**DATA LINES**
══════════════════════════════

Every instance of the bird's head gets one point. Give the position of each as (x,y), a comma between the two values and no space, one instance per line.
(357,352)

══════════════════════════════

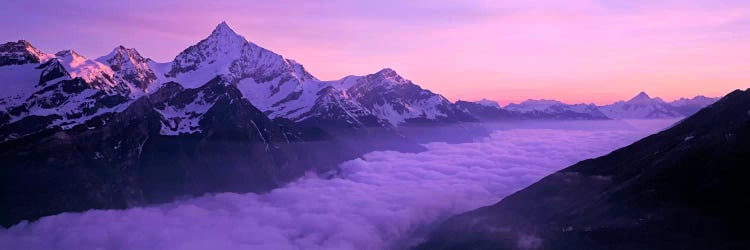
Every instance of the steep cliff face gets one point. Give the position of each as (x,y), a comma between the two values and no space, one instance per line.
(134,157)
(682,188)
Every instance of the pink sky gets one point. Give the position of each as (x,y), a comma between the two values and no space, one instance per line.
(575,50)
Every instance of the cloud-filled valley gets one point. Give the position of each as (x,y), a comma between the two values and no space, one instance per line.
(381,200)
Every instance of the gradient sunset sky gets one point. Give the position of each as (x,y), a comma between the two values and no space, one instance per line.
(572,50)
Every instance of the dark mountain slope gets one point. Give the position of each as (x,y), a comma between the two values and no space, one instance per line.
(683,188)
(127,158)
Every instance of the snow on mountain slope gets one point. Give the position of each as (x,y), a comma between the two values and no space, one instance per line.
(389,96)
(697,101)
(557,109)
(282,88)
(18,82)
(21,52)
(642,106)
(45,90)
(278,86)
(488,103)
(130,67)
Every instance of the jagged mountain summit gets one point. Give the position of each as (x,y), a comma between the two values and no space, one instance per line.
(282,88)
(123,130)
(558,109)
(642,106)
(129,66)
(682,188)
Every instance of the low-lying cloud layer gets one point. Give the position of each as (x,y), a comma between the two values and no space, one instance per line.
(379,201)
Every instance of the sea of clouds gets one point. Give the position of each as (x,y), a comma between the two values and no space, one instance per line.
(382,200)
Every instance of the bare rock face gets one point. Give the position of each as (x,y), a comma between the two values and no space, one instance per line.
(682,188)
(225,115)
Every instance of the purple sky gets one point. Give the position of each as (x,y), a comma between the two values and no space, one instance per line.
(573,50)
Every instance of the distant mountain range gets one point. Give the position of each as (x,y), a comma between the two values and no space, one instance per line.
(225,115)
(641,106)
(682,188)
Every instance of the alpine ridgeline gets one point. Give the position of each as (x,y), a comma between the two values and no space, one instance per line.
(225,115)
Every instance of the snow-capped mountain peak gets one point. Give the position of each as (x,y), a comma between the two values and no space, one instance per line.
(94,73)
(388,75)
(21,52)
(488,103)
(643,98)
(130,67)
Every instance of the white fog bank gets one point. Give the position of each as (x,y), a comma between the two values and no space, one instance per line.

══════════════════════════════

**EXERCISE INSTRUCTIONS**
Count the lines in the material that contain the string "snow", matching case exactly. Reply with the number alone.

**SOLUTION TO THIS EXERCISE**
2